++++ MATERIAL SUPPLIED ++++
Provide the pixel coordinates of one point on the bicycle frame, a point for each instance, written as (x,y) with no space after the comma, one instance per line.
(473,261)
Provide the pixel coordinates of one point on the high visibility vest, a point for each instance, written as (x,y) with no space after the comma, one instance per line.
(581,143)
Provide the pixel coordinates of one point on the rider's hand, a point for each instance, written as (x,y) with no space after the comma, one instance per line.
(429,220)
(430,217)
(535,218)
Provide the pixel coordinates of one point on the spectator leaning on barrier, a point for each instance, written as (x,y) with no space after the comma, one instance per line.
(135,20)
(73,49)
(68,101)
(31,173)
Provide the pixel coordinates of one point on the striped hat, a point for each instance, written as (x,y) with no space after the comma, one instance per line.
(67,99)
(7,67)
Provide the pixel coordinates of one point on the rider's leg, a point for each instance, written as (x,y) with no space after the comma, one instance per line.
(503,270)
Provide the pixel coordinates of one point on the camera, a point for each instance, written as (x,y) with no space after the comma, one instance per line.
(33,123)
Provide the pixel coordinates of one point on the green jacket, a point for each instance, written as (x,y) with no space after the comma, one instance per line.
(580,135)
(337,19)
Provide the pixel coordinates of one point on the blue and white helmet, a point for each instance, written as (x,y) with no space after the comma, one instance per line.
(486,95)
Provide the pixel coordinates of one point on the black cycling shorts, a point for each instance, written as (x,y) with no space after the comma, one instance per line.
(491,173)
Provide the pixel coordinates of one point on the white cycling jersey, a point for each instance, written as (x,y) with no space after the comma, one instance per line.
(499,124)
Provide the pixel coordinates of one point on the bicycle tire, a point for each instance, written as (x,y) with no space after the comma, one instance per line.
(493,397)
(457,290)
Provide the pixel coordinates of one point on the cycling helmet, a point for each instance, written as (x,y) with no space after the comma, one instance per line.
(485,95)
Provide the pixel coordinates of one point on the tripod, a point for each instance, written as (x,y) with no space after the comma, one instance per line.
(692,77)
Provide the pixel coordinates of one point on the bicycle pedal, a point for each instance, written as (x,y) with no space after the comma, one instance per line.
++++
- PROBLEM DETAILS -
Arrange every line of the listing above as a Markdown table with the columns Row and Line, numbering the rows in order and omitting blank lines.

- COMPLETED TASK -
| Row | Line |
|---|---|
| 1 | Provide the pixel coordinates of one point on the bicycle frame, a point for each instance, written as (x,y) with no space after the comma, one instance per line. |
| 2 | (473,261) |
| 3 | Provide the pixel coordinates of one point on the high visibility vest, a point for each instance, written as (x,y) with no space after the comma, one instance per line. |
| 4 | (581,143) |
| 5 | Provide the pixel coordinates of one point on the rider's hand, a point for each instance, written as (x,y) with no space after the comma, one instance per line. |
| 6 | (429,220) |
| 7 | (430,217) |
| 8 | (535,218) |
| 9 | Provide the pixel coordinates of one point on the spectator leaning on barrier, a point for each instance, written as (x,y) with no space after the comma, one instance per line. |
| 10 | (135,20) |
| 11 | (73,49) |
| 12 | (68,101) |
| 13 | (31,173) |
| 14 | Provide the pixel coordinates of one point on the striped hat, a point for each instance, written as (x,y) with no space after the comma, one instance per line. |
| 15 | (67,99) |
| 16 | (7,67) |
| 17 | Provide the pixel coordinates of one point on the rider's leg, a point for each instance, written as (x,y) with no space after the comma, one instance per line. |
| 18 | (503,270) |
| 19 | Provide the pixel coordinates of one point on the camera, a point for each instance, written as (x,y) with no space after the comma, one instance per line. |
| 20 | (33,123) |
| 21 | Provide the pixel coordinates of one point on the green jacket, a point for each instance, written as (x,y) with no space after the comma, one instance per line. |
| 22 | (580,135) |
| 23 | (337,19) |
| 24 | Provide the pixel coordinates of one point on the blue and white helmet, a point for each instance, written as (x,y) with no space after the comma, one instance per line. |
| 25 | (486,95) |
| 26 | Provide the pixel coordinates of one point on the black cycling shorts, a point for each instance, written as (x,y) with no space after the comma, one instance per line. |
| 27 | (491,173) |
| 28 | Provide the pixel coordinates of one point on the white cycling jersey, a point for each instance, written as (x,y) with no space after the comma, one instance per line. |
| 29 | (499,124) |
| 30 | Provide the pixel coordinates of one point on the bicycle tire, a point for each instance, written as (x,y) with no space after the comma, one instance per line. |
| 31 | (493,397) |
| 32 | (457,290) |
| 33 | Provide the pixel coordinates of one point on the cycling helmet, a point for each instance, written as (x,y) with no space after the comma, one instance per line. |
| 34 | (485,95) |
| 35 | Provide the pixel coordinates of one point on the tripod, a point for each instance, written as (x,y) with no space after the comma, one instance per line. |
| 36 | (692,77) |
| 37 | Provide the pixel coordinates of one point on the bicycle pedal, a point for each instance, written as (x,y) with no space after the comma, one instance per line. |